→ **RECORDS FOR THIS EXERCISE**:

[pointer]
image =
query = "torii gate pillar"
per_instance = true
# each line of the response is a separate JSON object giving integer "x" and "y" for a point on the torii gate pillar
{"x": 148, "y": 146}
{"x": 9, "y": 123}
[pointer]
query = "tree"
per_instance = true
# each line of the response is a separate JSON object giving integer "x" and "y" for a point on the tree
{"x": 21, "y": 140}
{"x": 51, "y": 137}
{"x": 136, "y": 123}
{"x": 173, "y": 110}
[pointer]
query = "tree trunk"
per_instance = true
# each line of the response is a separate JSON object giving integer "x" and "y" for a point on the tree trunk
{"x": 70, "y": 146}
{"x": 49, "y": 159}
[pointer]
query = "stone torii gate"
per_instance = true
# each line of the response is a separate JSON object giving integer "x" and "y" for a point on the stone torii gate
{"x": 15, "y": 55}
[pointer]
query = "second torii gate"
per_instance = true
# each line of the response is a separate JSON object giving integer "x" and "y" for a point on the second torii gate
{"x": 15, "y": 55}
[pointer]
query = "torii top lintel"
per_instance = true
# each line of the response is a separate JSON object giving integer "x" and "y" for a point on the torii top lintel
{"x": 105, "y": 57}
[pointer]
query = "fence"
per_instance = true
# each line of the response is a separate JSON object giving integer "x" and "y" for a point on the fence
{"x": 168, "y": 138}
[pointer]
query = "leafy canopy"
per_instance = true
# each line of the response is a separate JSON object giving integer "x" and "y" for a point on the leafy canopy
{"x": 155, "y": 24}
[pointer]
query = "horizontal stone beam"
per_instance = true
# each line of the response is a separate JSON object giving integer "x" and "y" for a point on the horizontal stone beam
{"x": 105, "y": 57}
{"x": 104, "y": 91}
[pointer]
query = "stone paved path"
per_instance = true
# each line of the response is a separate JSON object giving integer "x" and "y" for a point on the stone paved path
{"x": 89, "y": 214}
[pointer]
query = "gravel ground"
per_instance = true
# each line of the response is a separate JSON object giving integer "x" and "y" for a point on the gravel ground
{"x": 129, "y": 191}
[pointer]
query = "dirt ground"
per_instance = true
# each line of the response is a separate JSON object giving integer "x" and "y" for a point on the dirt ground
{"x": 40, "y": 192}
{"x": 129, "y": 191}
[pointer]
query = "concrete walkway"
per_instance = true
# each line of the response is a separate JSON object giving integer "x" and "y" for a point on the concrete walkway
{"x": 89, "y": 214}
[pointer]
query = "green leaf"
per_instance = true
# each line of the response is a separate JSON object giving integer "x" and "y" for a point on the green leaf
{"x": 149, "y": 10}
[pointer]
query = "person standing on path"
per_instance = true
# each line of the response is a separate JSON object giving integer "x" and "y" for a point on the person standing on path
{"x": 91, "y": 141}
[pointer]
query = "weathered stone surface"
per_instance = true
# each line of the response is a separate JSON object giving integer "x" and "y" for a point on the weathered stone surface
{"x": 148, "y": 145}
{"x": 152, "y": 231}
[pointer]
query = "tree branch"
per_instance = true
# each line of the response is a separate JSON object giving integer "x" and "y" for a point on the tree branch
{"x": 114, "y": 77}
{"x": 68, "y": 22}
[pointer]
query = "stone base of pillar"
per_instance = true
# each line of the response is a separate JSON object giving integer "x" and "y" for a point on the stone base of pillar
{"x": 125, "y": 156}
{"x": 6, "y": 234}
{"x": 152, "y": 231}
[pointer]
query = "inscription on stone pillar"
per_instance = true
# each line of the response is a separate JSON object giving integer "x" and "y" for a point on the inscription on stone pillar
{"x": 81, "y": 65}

→ **INSTRUCTIONS FOR THE TASK**: Recopy the entries above in their entirety, exactly.

→ **OUTPUT**:
[pointer]
image =
query = "torii gate pillar"
per_instance = true
# each line of the response is a separate JSON object giving integer "x" and "y" for a point on the torii gate pillar
{"x": 148, "y": 146}
{"x": 9, "y": 123}
[pointer]
query = "tree"
per_instance = true
# each line of the response is a separate JSON object giving integer "x" and "y" for a point on the tree
{"x": 21, "y": 140}
{"x": 51, "y": 137}
{"x": 136, "y": 123}
{"x": 173, "y": 110}
[pointer]
query = "tree trunk"
per_instance = true
# each line of the response is a separate JSON object giving integer "x" and "y" for a point on the tree trunk
{"x": 70, "y": 146}
{"x": 49, "y": 159}
[pointer]
query = "stone torii gate"
per_instance = true
# each line of the response is a separate JSON object giving integer "x" and "y" for a point on the stone torii gate
{"x": 15, "y": 55}
[pointer]
query = "second torii gate"
per_instance = true
# each line of the response is a separate JSON object giving integer "x" and "y" for a point on the second torii gate
{"x": 15, "y": 55}
[pointer]
query = "torii top lintel"
per_instance = true
# each line of the response is a separate JSON object giving integer "x" and "y" for a point on the torii top lintel
{"x": 105, "y": 57}
[pointer]
query = "fence"
per_instance = true
# each line of the response is a separate JSON object giving integer "x" and "y" for a point on the fence
{"x": 168, "y": 138}
[pointer]
query = "leafy canopy"
per_instance = true
# each line of the response is a separate JSON object giving integer "x" and "y" for a point on the leafy canopy
{"x": 155, "y": 24}
[pointer]
query = "horizontal stone beam"
per_instance = true
# each line of the response is a separate JSON object giving integer "x" and "y" for a point on the horizontal stone beam
{"x": 105, "y": 57}
{"x": 104, "y": 91}
[pointer]
query = "stone paved path"
per_instance = true
# each line of the response is a separate JSON object giving integer "x" and "y" for a point on the stone paved path
{"x": 89, "y": 214}
[pointer]
query = "gravel ground"
per_instance = true
# each line of the response is a separate JSON object giving integer "x" and "y" for a point on the gravel ground
{"x": 129, "y": 191}
[pointer]
query = "dirt ground"
per_instance = true
# each line of the response is a separate JSON object giving integer "x" and "y" for a point on the dirt ground
{"x": 40, "y": 192}
{"x": 129, "y": 191}
[pointer]
query = "concrete walkway"
per_instance = true
# each line of the response is a separate JSON object giving integer "x" and "y" for a point on the concrete walkway
{"x": 89, "y": 214}
[pointer]
query = "green leaf"
per_instance = true
# each line of the response is a separate JSON object giving integer "x" and "y" for a point on the green leaf
{"x": 149, "y": 10}
[pointer]
query = "person standing on path"
per_instance = true
# each line of the response is a separate JSON object giving integer "x" and "y" for a point on the person standing on path
{"x": 91, "y": 141}
[pointer]
query = "weathered stone surface"
per_instance = true
# each line of the response is a separate JSON object giving integer "x" and "y" for a point on the weathered stone surface
{"x": 148, "y": 145}
{"x": 152, "y": 231}
[pointer]
query = "tree branch"
per_instance = true
# each line of the response is a separate JSON object giving integer "x" and "y" for a point on the tree branch
{"x": 114, "y": 77}
{"x": 68, "y": 22}
[pointer]
query = "stone base of pillar"
per_instance = true
# each line of the response is a separate JSON object giving integer "x" and "y" for a point on the stone base of pillar
{"x": 125, "y": 156}
{"x": 6, "y": 234}
{"x": 152, "y": 231}
[pointer]
query = "inscription on stone pillar"
per_instance = true
# each line of the response is a separate JSON object giving integer "x" and "y" for a point on the inscription on stone pillar
{"x": 81, "y": 65}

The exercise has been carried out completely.